Exercise goal » Starting at the line that contains "of the flat" and continuing through the end of the material, copy those lines with "innermost" changed to "central". Leave everything else as it is.

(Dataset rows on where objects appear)
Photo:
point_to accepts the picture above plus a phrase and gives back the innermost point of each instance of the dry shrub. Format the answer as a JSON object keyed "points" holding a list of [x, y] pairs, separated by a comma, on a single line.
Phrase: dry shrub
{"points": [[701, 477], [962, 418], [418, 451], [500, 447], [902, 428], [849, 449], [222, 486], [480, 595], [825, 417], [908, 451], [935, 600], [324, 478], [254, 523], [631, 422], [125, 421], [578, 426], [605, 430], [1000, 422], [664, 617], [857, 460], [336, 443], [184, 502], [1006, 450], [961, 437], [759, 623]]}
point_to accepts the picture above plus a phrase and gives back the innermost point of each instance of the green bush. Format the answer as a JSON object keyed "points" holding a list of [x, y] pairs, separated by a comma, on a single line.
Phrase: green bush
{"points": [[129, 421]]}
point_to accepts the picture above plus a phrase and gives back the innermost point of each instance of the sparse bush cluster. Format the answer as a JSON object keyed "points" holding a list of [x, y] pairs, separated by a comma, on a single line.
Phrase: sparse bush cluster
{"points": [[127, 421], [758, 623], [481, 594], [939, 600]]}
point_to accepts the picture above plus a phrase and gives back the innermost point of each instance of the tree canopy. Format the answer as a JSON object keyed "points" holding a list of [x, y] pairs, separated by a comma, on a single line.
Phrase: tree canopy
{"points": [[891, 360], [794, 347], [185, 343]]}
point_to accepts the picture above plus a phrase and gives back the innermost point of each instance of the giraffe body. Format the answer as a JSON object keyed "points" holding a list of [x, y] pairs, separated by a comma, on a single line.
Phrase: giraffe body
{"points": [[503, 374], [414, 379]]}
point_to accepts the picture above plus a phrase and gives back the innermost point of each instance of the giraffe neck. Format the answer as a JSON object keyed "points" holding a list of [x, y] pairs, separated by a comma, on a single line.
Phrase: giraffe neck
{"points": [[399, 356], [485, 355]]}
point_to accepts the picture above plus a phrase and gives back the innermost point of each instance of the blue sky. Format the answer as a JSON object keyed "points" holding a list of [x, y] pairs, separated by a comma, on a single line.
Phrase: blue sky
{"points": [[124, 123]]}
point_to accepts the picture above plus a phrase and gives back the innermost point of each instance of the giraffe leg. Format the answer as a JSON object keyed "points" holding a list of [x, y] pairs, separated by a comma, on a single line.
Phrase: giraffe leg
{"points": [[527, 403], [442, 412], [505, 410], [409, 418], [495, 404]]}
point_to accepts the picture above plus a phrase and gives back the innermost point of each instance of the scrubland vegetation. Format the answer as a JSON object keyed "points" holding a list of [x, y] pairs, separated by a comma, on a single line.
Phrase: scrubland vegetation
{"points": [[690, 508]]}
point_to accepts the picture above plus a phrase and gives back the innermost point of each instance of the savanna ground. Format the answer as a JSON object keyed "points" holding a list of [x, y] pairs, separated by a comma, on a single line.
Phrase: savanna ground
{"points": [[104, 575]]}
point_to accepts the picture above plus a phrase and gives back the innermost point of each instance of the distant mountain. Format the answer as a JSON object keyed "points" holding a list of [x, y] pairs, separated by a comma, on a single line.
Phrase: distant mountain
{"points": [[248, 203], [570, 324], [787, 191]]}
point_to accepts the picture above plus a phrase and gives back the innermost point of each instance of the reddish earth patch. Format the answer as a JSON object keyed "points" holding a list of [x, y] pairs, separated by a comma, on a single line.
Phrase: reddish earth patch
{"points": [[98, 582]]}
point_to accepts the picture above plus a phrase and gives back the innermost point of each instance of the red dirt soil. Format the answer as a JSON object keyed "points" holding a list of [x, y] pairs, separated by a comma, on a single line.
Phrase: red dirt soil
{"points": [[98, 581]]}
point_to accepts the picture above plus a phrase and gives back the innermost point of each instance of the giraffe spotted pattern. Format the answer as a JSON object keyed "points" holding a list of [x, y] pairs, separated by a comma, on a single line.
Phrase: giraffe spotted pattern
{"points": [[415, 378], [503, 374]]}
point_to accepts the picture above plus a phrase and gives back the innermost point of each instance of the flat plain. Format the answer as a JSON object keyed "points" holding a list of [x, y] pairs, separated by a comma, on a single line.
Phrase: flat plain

Complete answer »
point_to accepts the picture above plus a phrase and gives back the central point of each instance of the flat plain. Format the answer as a JSON object keyed "points" holding a list of [x, y] pairs, separated by a comma, on a single line.
Phrase: flat plain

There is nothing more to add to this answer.